• Given text:
· · · · ·

3. Improving Programs Using Methods
The Great Programmer has
just been around and has taken a look at your code. She purses her lips
when she sees something she doesn’t like, and she’s doing that now. The
bit of code she doesn’t like is the scaleSprites method where you set up the bread and cheese sprites:
void scaleSprites()
{
cheese.TicksToCrossScreen = 200.0f;
cheese.WidthFactor = 0.05f;
cheese.SpriteRectangle.Width =
(int)((displayWidth * cheese.WidthFactor) + 0.5f);
float aspectRatio =
(float)cheese.SpriteTexture.Width / cheese.SpriteTexture.Height;
cheese.SpriteRectangle.Height =
(int)((cheese.SpriteRectangle.Width / aspectRatio) + 0.5f);
cheese.X = minDisplayX;
cheese.Y = minDisplayY;
cheese.XSpeed = displayWidth / cheese.TicksToCrossScreen;
cheese.YSpeed = cheese.XSpeed;
bread.WidthFactor = 0.15f;
bread.TicksToCrossScreen = 120.0f;
bread.SpriteRectangle.Width =
(int)((displayWidth * bread.WidthFactor) + 0.5f);
aspectRatio =
(float)bread.SpriteTexture.Width / bread.SpriteTexture.Height;
bread.SpriteRectangle.Height =
(int)((bread.SpriteRectangle.Width / aspectRatio) + 0.5f);
bread.X = displayWidth / 2;
bread.Y = displayHeight / 2;
bread.XSpeed = displayWidth / bread.TicksToCrossScreen;
bread.YSpeed = bread.XSpeed;
}
For
a start, she reckons that the name is no longer correct. The method
doesn’t only scale the sprites; it also sets their initial position on
the screen and their speed of movement. So you promise to go through and
change the name of the method.
The next thing she doesn’t like to see is the same piece of code
repeated. Rather than perform exactly the same sequence of statements
for the bread as for the cheese, she suggests that you make a method
called setupSprite that sets up a
sprite. You then call this for every sprite you want to set up. You know
that you’ll have tomato sprites later, so this seems like a sensible,
time-saving plan. You can pass the setupSprite method parameters that give it all the information it needs to work on, so you begin to write the method:
void setupSprite(
GameSpriteStruct sprite,
float widthFactor,
float ticksToCrossScreen,
float initialX,
float initialY)
{
sprite.WidthFactor = widthFactor;
sprite.TicksToCrossScreen = ticksToCrossScreen;
sprite.SpriteRectangle.Width = (int)((displayWidth * widthFactor) + 0.5f);
float aspectRatio =
(float)sprite.SpriteTexture.Width / sprite.SpriteTexture.Height;
sprite.SpriteRectangle.Height =
(int)((sprite.SpriteRectangle.Width / aspectRatio) + 0.5f);
sprite.X = initialX;
sprite.Y = initialY;
sprite.XSpeed = displayWidth / ticksToCrossScreen;
sprite.YSpeed = sprite.XSpeed;
}
The method is given the
sprite to set up, along with the width factor, the time taken to cross
the screen, and the initial start position of the sprite. You can then
set up the cheese and bread by making two calls of the method:
void setupSprites()
{
setupSprite(cheese, 0.05f, 200.0f, minDisplayX, minDisplayY);
setupSprite(bread, 0.15f, 120.0f, displayWidth / 2, displayHeight / 2);
}
This looks much neater,
and you’re really pleased with the code that you’ve written. You feed
all your setup values into the method call, and it calculates the
content of the gameSpriteStruct that needs
to be set up. The only problem is that it doesn’t work. The method call
doesn’t seem to have any effect on the bread or cheese sprite value.

· · · · ·

• Data entries:
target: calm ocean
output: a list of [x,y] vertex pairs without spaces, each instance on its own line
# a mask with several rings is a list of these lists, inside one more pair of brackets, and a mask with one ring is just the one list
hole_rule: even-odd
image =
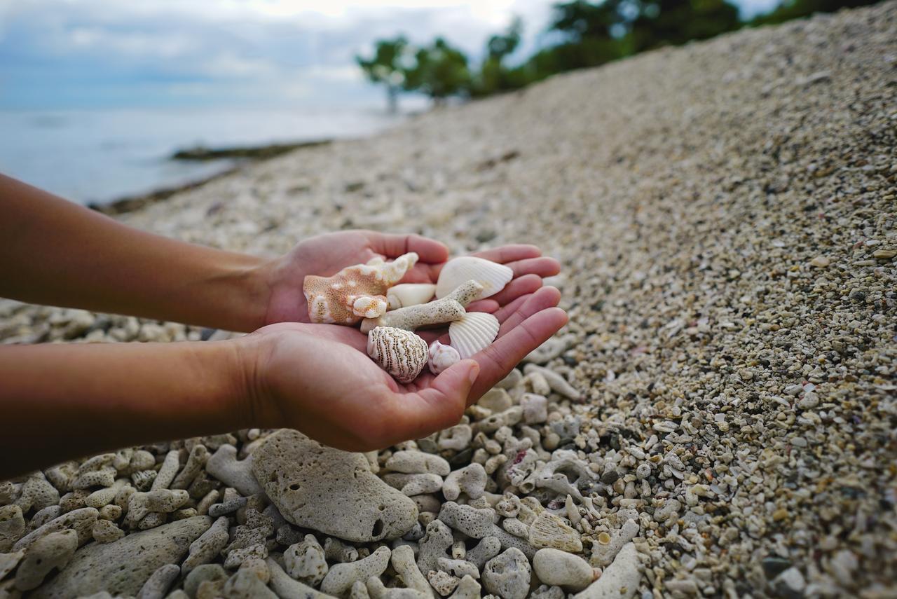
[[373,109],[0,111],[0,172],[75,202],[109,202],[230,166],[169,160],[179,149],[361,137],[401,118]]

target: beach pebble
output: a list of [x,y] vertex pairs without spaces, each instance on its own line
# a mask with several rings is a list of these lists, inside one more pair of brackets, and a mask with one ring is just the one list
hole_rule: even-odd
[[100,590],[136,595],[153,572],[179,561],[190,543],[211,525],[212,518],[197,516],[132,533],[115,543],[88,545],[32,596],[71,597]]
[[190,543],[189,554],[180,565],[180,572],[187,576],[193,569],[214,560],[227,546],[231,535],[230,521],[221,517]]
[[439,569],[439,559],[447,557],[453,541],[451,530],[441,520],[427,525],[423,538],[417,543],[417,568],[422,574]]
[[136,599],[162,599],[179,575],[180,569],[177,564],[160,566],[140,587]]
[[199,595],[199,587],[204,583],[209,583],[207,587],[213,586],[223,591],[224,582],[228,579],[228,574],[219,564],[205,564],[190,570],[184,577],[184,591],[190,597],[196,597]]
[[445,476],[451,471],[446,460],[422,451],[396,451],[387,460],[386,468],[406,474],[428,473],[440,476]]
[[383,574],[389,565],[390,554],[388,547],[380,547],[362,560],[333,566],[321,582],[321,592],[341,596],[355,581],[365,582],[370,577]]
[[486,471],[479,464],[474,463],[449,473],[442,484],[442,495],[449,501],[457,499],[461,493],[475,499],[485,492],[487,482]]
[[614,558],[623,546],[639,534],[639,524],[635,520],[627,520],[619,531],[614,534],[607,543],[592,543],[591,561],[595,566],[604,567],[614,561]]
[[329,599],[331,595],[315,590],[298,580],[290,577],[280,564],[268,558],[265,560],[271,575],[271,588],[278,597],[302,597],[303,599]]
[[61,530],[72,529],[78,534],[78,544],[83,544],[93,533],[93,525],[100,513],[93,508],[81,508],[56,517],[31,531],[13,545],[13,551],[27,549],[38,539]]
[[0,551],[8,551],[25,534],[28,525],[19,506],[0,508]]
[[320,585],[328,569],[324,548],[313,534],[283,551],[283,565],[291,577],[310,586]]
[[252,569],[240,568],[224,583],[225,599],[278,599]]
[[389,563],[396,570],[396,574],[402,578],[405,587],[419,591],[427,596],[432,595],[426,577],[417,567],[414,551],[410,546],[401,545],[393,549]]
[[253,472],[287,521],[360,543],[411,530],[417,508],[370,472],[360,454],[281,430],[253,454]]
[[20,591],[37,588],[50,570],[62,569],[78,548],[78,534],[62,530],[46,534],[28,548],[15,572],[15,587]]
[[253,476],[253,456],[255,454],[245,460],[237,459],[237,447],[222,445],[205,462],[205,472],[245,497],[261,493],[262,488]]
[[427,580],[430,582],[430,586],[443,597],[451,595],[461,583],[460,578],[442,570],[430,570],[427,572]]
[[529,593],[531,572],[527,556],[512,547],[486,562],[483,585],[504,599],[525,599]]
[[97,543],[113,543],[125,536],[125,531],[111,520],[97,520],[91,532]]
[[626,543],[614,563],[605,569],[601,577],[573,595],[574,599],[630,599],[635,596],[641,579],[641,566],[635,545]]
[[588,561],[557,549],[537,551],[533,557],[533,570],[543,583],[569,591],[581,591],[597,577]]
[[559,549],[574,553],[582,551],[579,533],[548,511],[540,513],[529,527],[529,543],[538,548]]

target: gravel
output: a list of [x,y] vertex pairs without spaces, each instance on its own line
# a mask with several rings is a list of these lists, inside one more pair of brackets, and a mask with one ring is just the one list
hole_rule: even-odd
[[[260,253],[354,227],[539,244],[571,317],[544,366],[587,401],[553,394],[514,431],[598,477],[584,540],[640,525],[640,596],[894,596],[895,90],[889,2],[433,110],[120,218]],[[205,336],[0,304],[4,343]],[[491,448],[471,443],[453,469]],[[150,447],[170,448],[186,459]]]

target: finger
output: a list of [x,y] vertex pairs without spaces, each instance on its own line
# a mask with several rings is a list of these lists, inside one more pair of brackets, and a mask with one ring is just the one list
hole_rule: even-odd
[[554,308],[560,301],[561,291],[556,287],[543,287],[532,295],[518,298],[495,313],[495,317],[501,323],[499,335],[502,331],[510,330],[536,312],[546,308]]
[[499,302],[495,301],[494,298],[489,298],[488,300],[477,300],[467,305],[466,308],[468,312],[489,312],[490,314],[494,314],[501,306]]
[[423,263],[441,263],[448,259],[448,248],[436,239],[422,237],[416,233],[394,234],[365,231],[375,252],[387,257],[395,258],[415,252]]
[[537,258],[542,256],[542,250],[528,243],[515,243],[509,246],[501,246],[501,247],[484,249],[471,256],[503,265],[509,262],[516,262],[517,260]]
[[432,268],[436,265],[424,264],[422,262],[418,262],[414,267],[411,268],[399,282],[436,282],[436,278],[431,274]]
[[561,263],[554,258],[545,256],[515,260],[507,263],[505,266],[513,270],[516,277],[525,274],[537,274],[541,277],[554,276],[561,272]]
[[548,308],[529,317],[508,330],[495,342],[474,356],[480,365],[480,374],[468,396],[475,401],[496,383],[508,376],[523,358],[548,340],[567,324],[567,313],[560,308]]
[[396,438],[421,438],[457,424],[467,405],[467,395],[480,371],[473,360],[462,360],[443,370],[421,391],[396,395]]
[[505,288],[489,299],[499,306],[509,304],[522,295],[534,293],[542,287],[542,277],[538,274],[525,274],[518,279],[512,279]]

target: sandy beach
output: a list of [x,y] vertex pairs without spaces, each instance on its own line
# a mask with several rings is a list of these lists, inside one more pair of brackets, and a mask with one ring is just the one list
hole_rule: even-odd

· · · · ·

• Exercise task 1:
In the text on improving programs using methods, why does the Great Programmer say the name scaleSprites is no longer correct?
• Exercise task 2:
Write out the passage of the methods text starting at "The next thing" and ending at "float initialY)", swapping "setupSprite" out for "configureSprite".
• Exercise task 3:
Continue the text on improving programs using methods from the point where it stops.

• Result 1:
The method doesn't only scale the sprites; it also sets their initial position on the screen and their speed of movement.

• Result 2:
The next thing she doesn’t like to see is the same piece of code
repeated. Rather than perform exactly the same sequence of statements
for the bread as for the cheese, she suggests that you make a method
called configureSprite that sets up a
sprite. You then call this for every sprite you want to set up. You know
that you’ll have tomato sprites later, so this seems like a sensible,
time-saving plan. You can pass the configureSprite method parameters that give it all the information it needs to work on, so you begin to write the method:
void configureSprite(
GameSpriteStruct sprite,
float widthFactor,
float ticksToCrossScreen,
float initialX,
float initialY)

• Result 3:
3.1. Value and Reference Parameters
It turns out that your program doesn’t work because the parameters in your method are passed by value. A parameter is the means by which you can pass information into a method. When
a method is called, the value given in the call is copied into the
parameter. This means that when code in a method assigns a value to the
parameter, the copy is changed, but not the original. In other words,
the statement sprite.X = initialX; changes the value of a copy of the GameSpriteStruct that was supplied as a parameter. When a method ends, all the parameter copies are discarded, and the updated values are lost.
Passing value
parameters into method calls is fine when you want to tell a method
something, but it is less useful when you want the method to change the
parameter. To make the method useful, you need to find a way of pointing
the method at the variable you want it to change. It turns out that you
have a way to do this, and you’ve seen it before. The device you’ll use
is called a reference.
If you give the method a reference to the thing you want it to change,
it can follow the reference and make changes to your actual bread and
cheese objects rather than to copies. C# structures are managed by value, which is why the values
of the cheese and bread sprites get copied when the method is called. To
tell C# to manage a particular parameter as a reference, you need to
change the header of the method:
void setupSprite(
ref GameSpriteStruct sprite,
float widthFactor,
float ticksToCrossScreen,
float initialX,
float initialY)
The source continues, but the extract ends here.